------ Extrait du texte

Lettres Modernes-Minard
(Série Jean Genet)
Ce que Jean Genet savait de la littérature
On sait peu de choses des livres et des auteurs que Jean Genet avait lu et dans quelles conditions. Longtemps, il a préféré mettre à l’avant-plan une littérature mineure : les romans d’aventure de Paul Féval, la revue Détective ou Mon Musée criminel de Gustave Macé, ancien chef de la Sûreté de Paris, auquel il emprunte plusieurs passages dans son roman Querelle de Brest. En somme, Genet préférait se tenir loin des grands noms de la littérature, auquel, par ailleurs, il a toujours voulu se mesurer. Les poètes Villon, Baudelaire et Rimbaud, surtout, mais aussi Stendhal, Proust et Dostoïevski, qu’il admirait. On sait aussi qu’il était peu impressionné par Balzac qu’il jugeait « trivial ». À la fin de sa vie, il lisait Nietzsche et Mallarmé en rêvant de la poésie la plus exigeante, en même temps que des révolutions ; révolutions politiques et poétiques. Quoi qu’il en soit, il apparaît que Jean Genet a eu des rapports tout à fait personnels et complexes avec les écrivains qu’il lisait. Ceux qu’il décidait de retenir, parce qu’ils lui importait de s’en souvenir, et ceux qu’il préférait refuser en bloc. Stendhal, mais pas Balzac. Beckett, mais pas Céline.
Surtout, Genet a fait jouer devant la littérature le savoir de l’écrivain qu’il a été. Un savoir fait de convictions intimes, et donc un savoir tranchant. Il ne lisait jamais Rimbaud ou Dostoïevski sans énoncer un jugement qui pouvait sembler définitif, une loi poétique ou une intuition majeure. On se souviendra de l’énoncé énigmatique auquel il est arrivé après la lecture attentive des Freères Karamazov : « Il me semble après cette lecture, que tout roman, poème, tableau, musique, qui ne se détruit pas, je veux dire qui ne se construit pas comme un jeu de massacre dont il serait l’une des têtes, est une imposture. » Comme devant les œuvres et les personnalités artistiques de Giacometti et de Rembrandt, l’intelligence littéraire de Genet semble avoir viser l’extrême singularité de l’écrivain. Celle qui fait tenir en un énoncé complexe et difficile toute la logique interne de l’œuvre. Pour cela, il lui fallait détacher son propre regard, désenlacer le familier et l’étranger, les choses connues et les choses nouvelles, et marquer la distance entre ce qu’il savait — ce qu’il avait appris à savoir — et le savoir de l’autre, capable de surmonter le temps et la distance. Chaque fois, il ne s’agissait pas seulement de saisir ce que l’autre avait su voir, mais de lui prendre quelque chose (geste du voleur) qui est une vérité intime, un regard sur l’existence. Mais ce savoir, comment l’a-t-il compris ? Et qu’en faisait-il ? Que devenait la littérature sous l’angle de son regard ?

------------

— Consigne —
Dans l'extrait sur Jean Genet lecteur, énumérez les œuvres de « littérature mineure » que Genet a longtemps préféré mettre à l'avant-plan.

------ Données enregistrées

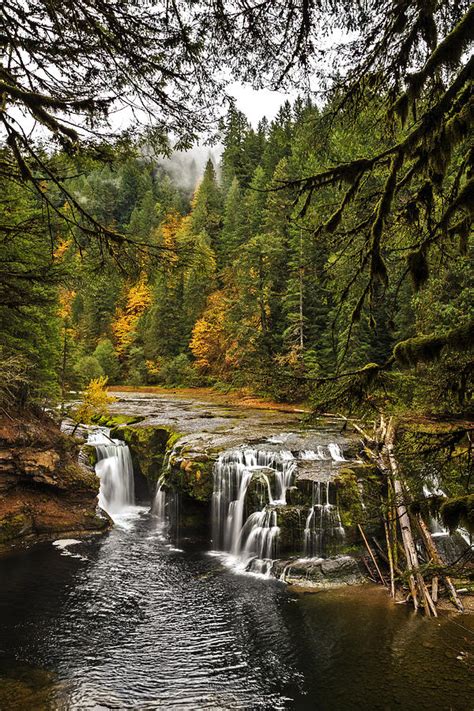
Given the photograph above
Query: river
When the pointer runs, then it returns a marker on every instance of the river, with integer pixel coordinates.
(127, 621)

------------

— Résultat —
- les romans d'aventure de Paul Féval
- la revue Détective
- Mon Musée criminel de Gustave Macé